WHAT YOU NEED TO DO:
Take the line that contains "The mask written" and all lines after it, up to and including the last line of the data, and write them out exactly; nothing else belongs in the answer.

RECORDS FOR PROCESSING:
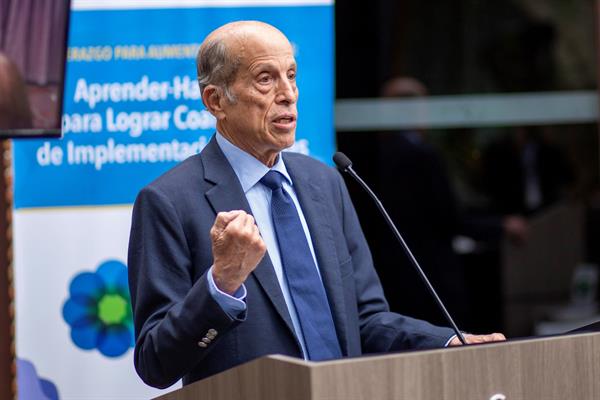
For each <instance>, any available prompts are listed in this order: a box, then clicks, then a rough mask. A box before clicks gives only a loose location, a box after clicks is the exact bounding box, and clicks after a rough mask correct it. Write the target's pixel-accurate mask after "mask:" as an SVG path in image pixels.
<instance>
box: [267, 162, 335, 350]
mask: <svg viewBox="0 0 600 400" xmlns="http://www.w3.org/2000/svg"><path fill="white" fill-rule="evenodd" d="M283 179H285V178H284V176H283V175H282V174H281V173H279V172H277V171H273V170H272V171H269V172H268V173H267V174H266V175H265V176H264V177H263V178H262V179H261V180H260V181H261V183H263V184H264V185H265V186H267V187H268V188H269V189H271V191H272V192H273V195H272V197H271V215H272V216H273V225H274V227H275V234H276V235H277V242H278V243H279V252H280V253H281V263H282V264H283V272H284V275H285V279H286V281H287V284H288V288H289V290H290V295H291V297H292V301H293V302H294V306H295V307H296V312H297V313H298V319H299V320H300V328H301V329H302V335H303V336H304V342H305V344H306V351H307V352H308V355H307V356H308V359H309V360H313V361H318V360H329V359H333V358H340V357H341V356H342V354H341V351H340V345H339V342H338V340H337V336H336V333H335V326H334V325H333V318H332V316H331V310H330V308H329V303H328V302H327V295H326V294H325V288H324V287H323V282H322V281H321V278H320V277H319V274H318V272H317V267H316V265H315V262H314V260H313V257H312V254H311V252H310V247H308V241H307V240H306V235H305V234H304V229H303V228H302V223H301V222H300V217H299V216H298V211H297V210H296V206H295V205H294V201H293V200H292V198H291V197H290V195H289V194H288V193H287V192H286V191H285V190H284V189H283V187H282V182H283Z"/></svg>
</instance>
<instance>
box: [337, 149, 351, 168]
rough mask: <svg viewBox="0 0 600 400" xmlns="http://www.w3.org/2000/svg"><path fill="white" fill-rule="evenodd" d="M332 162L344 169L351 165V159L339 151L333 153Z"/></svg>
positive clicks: (348, 166) (349, 166)
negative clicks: (334, 152)
mask: <svg viewBox="0 0 600 400" xmlns="http://www.w3.org/2000/svg"><path fill="white" fill-rule="evenodd" d="M333 162H334V163H335V165H337V167H338V168H339V169H341V170H342V171H346V170H347V169H348V168H350V167H351V166H352V161H350V159H349V158H348V157H347V156H346V155H345V154H344V153H342V152H341V151H338V152H337V153H335V154H334V155H333Z"/></svg>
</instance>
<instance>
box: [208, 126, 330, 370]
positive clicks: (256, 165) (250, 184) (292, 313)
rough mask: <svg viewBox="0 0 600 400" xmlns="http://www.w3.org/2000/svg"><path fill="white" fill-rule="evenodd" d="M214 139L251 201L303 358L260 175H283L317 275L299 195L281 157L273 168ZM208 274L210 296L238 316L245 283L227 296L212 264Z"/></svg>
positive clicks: (233, 148)
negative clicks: (286, 307)
mask: <svg viewBox="0 0 600 400" xmlns="http://www.w3.org/2000/svg"><path fill="white" fill-rule="evenodd" d="M216 139H217V144H218V145H219V147H220V148H221V150H222V151H223V154H225V157H226V158H227V161H229V164H230V165H231V167H232V168H233V170H234V171H235V174H236V175H237V177H238V179H239V181H240V183H241V185H242V189H243V190H244V193H245V194H246V199H248V203H249V204H250V209H251V210H252V214H253V216H254V220H255V221H256V225H257V226H258V230H259V231H260V234H261V236H262V238H263V241H264V242H265V245H266V246H267V251H268V256H269V257H270V258H271V263H272V264H273V269H274V270H275V275H277V280H278V282H279V286H280V287H281V291H282V293H283V297H284V298H285V303H286V305H287V308H288V312H289V314H290V317H291V319H292V324H293V325H294V330H295V332H296V337H297V338H298V341H299V342H300V345H301V346H302V353H303V354H304V358H306V346H305V344H304V337H303V335H302V330H301V329H300V322H299V320H298V313H297V312H296V308H295V307H294V303H293V301H292V298H291V296H290V291H289V288H288V285H287V281H286V279H285V276H284V274H283V266H282V263H281V256H280V254H279V246H278V244H277V236H276V234H275V229H274V227H273V220H272V217H271V189H269V188H267V187H266V186H265V185H263V184H262V183H260V180H261V178H262V177H263V176H264V175H265V174H266V173H267V172H269V171H270V170H271V169H273V170H275V171H278V172H280V173H281V174H283V176H284V177H285V178H286V179H285V180H284V181H283V188H284V190H285V191H286V192H287V193H288V194H289V195H290V197H291V198H292V200H293V201H294V204H295V205H296V209H297V210H298V216H299V217H300V222H301V223H302V228H303V229H304V234H305V235H306V240H307V241H308V245H309V247H310V252H311V254H312V257H313V260H314V262H315V266H316V267H317V273H319V276H320V272H319V268H318V264H317V259H316V257H315V251H314V248H313V244H312V240H311V236H310V232H309V230H308V225H307V224H306V219H305V218H304V214H303V213H302V208H301V207H300V203H299V202H298V197H297V196H296V192H295V191H294V188H293V183H292V180H291V178H290V175H289V174H288V172H287V169H286V168H285V164H284V162H283V159H282V157H281V156H278V158H277V162H276V163H275V165H274V166H273V167H272V168H269V167H267V166H266V165H264V164H263V163H261V162H260V161H258V160H257V159H256V158H254V157H253V156H251V155H250V154H248V153H246V152H245V151H243V150H241V149H239V148H238V147H236V146H234V145H233V144H232V143H230V142H229V141H228V140H227V139H225V138H224V137H223V136H222V135H221V134H219V133H218V132H217V133H216ZM265 257H266V256H265ZM207 275H208V282H209V289H210V292H211V295H212V296H213V297H214V299H215V300H216V301H217V303H219V305H220V306H221V308H223V310H224V311H225V312H227V313H228V314H229V315H230V316H237V315H239V313H241V312H243V311H244V310H245V309H246V303H245V302H244V299H245V297H246V288H245V286H244V285H242V287H240V289H239V290H238V291H237V292H236V293H234V296H230V295H228V294H227V293H225V292H222V291H221V290H219V288H217V286H216V285H215V282H214V280H213V277H212V267H211V269H210V271H209V273H208V274H207Z"/></svg>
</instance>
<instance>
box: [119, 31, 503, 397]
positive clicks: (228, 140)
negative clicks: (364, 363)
mask: <svg viewBox="0 0 600 400" xmlns="http://www.w3.org/2000/svg"><path fill="white" fill-rule="evenodd" d="M197 64H198V80H199V83H200V90H201V93H202V101H203V103H204V105H205V106H206V108H207V109H208V111H210V112H211V113H212V114H213V115H214V116H215V118H216V119H217V133H216V135H215V137H213V139H212V140H211V141H210V143H209V144H208V145H207V146H206V148H205V149H204V150H203V151H202V153H201V154H199V155H197V156H194V157H190V158H189V159H187V160H186V161H184V162H183V163H181V164H180V165H178V166H177V167H175V168H174V169H172V170H171V171H169V172H167V173H166V174H165V175H163V176H161V177H160V178H158V179H157V180H156V181H154V182H153V183H151V184H150V185H149V186H147V187H146V188H144V189H143V190H142V191H141V192H140V194H139V196H138V198H137V200H136V203H135V207H134V212H133V224H132V228H131V238H130V245H129V274H130V275H129V281H130V290H131V298H132V302H133V311H134V316H135V332H136V346H135V366H136V369H137V372H138V374H139V375H140V376H141V377H142V379H143V380H144V381H145V382H146V383H148V384H149V385H152V386H156V387H166V386H169V385H171V384H173V383H174V382H176V381H177V380H178V379H180V378H183V382H184V384H188V383H190V382H193V381H195V380H198V379H201V378H204V377H207V376H209V375H212V374H215V373H217V372H220V371H223V370H225V369H228V368H231V367H234V366H236V365H238V364H241V363H243V362H246V361H249V360H252V359H254V358H257V357H260V356H263V355H266V354H274V353H279V354H287V355H290V356H295V357H302V358H305V359H310V360H325V359H333V358H339V357H345V356H358V355H360V354H364V353H380V352H387V351H395V350H402V349H418V348H432V347H442V346H445V345H447V344H448V343H450V342H451V341H454V342H456V338H454V339H452V338H453V333H452V331H451V330H450V329H447V328H438V327H435V326H433V325H430V324H429V323H427V322H424V321H419V320H415V319H411V318H408V317H405V316H402V315H399V314H394V313H391V312H389V310H388V306H387V303H386V301H385V298H384V296H383V292H382V289H381V286H380V282H379V280H378V278H377V275H376V273H375V271H374V269H373V265H372V261H371V255H370V253H369V249H368V247H367V243H366V241H365V238H364V236H363V234H362V231H361V229H360V226H359V222H358V219H357V216H356V213H355V211H354V208H353V206H352V203H351V201H350V199H349V197H348V193H347V191H346V187H345V186H344V183H343V180H342V178H341V176H340V175H339V174H338V173H337V171H335V170H334V169H332V168H329V167H327V166H325V165H323V164H321V163H320V162H318V161H316V160H313V159H311V158H308V157H306V156H303V155H299V154H293V153H282V152H281V151H282V150H283V149H285V148H287V147H289V146H291V145H292V144H293V143H294V138H295V131H296V118H297V111H296V103H297V100H298V88H297V87H296V69H297V67H296V62H295V60H294V54H293V50H292V46H291V45H290V43H289V41H288V40H287V38H286V37H285V36H284V35H283V34H282V33H281V32H280V31H278V30H277V29H276V28H274V27H272V26H270V25H267V24H264V23H260V22H235V23H231V24H227V25H225V26H222V27H220V28H218V29H217V30H215V31H214V32H212V33H211V34H210V35H209V36H208V37H207V38H206V40H205V41H204V43H203V44H202V46H201V48H200V51H199V53H198V60H197ZM424 295H425V294H424ZM468 337H469V340H470V341H473V342H480V341H490V340H497V339H502V336H501V335H489V336H468ZM451 344H452V343H451Z"/></svg>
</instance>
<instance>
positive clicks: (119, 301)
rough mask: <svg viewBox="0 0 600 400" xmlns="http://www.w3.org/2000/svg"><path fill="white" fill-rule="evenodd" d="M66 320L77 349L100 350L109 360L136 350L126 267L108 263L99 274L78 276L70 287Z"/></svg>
mask: <svg viewBox="0 0 600 400" xmlns="http://www.w3.org/2000/svg"><path fill="white" fill-rule="evenodd" d="M63 318H64V320H65V321H66V322H67V324H69V326H70V327H71V339H72V340H73V343H75V345H76V346H77V347H79V348H81V349H84V350H92V349H98V351H100V353H102V354H103V355H105V356H106V357H118V356H120V355H123V354H125V353H126V352H127V350H129V348H130V347H133V346H134V336H133V317H132V312H131V299H130V297H129V287H128V283H127V267H126V266H125V264H123V263H122V262H120V261H116V260H109V261H106V262H104V263H102V264H100V266H99V267H98V269H97V270H96V272H82V273H80V274H77V275H76V276H75V277H74V278H73V280H71V284H70V286H69V299H68V300H67V301H66V302H65V305H64V306H63Z"/></svg>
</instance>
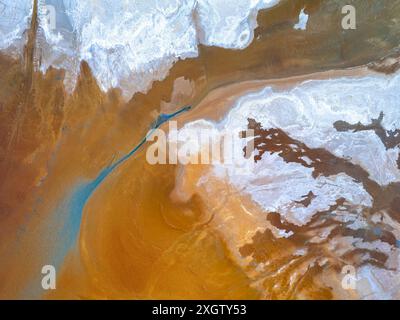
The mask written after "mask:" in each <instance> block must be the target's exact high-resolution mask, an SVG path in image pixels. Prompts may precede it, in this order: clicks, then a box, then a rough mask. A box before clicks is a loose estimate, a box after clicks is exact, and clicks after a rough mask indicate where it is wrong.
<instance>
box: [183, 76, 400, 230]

SOLUTION BELOW:
The mask written after "mask:" in each <instance> block must be the target's exact high-resolution mask, an SVG path in image pixels. Prompts may precede it, in this order: clicks, then a box, then a rough mask. A box before clicks is a loose estimate, a box after clicks is exact, and clicks after a rough mask indicate where it is wrong.
<instance>
box: [183, 76, 400, 230]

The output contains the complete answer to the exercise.